Rewrite the stretch from the line containing "Objective — one dot per instance of the rear quarter" through the end of the items, replacing "toy block" with "toy brick" wherever it occurs and leaving everything else as it is. Output only that stretch.

[BEGIN Records supplied]

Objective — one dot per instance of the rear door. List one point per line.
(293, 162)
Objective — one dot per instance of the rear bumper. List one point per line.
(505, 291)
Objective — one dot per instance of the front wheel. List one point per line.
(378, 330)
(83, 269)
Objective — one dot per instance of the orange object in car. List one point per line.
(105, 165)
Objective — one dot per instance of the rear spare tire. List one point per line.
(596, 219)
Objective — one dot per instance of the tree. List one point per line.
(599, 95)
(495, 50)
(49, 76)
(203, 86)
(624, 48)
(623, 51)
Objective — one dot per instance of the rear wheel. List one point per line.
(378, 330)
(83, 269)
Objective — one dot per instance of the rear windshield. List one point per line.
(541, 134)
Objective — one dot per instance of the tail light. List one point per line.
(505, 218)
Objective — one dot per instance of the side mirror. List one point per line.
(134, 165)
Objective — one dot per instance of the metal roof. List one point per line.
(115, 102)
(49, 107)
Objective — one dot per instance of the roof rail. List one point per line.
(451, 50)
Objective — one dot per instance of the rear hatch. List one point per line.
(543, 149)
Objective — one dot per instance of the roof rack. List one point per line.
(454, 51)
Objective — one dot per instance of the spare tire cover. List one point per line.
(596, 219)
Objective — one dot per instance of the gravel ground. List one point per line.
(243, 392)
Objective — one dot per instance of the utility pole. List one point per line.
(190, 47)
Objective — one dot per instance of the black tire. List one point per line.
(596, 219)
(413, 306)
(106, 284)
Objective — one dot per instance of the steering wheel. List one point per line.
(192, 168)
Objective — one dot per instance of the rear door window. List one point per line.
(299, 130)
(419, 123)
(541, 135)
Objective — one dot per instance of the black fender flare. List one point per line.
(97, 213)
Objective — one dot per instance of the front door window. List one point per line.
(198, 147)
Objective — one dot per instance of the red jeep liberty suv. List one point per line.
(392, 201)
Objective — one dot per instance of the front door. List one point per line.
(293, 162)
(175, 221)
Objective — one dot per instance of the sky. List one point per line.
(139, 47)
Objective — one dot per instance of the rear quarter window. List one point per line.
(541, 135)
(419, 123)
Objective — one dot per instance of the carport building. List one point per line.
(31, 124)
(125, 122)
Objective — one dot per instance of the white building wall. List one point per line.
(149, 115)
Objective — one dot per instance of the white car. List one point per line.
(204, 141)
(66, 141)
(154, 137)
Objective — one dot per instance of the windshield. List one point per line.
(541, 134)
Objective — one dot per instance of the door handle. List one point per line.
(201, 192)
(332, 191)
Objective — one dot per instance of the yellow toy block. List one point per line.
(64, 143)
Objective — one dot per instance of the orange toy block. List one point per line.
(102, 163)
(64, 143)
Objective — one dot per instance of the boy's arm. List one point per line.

[END Records supplied]

• **Solved exercise**:
Objective — one dot per instance of the rear quarter window. List one point per line.
(541, 135)
(419, 123)
Objective — one dot per instance of the carport building. List one point per line.
(31, 124)
(125, 122)
Objective — one dot per instance of the white building wall. List one point per line.
(149, 115)
Objective — one dot per instance of the white car. List one point per line.
(204, 141)
(66, 141)
(154, 137)
Objective — one dot per instance of the windshield. List one point per line.
(541, 134)
Objective — one dot per instance of the door handle. List one point per line.
(201, 192)
(332, 191)
Objective — one dot per instance of the yellow toy brick. List one point per line.
(64, 143)
Objective — one dot per instance of the orange toy brick. List one point per line.
(102, 163)
(64, 143)
Objective — one dot per instance of the boy's arm. List one point per line.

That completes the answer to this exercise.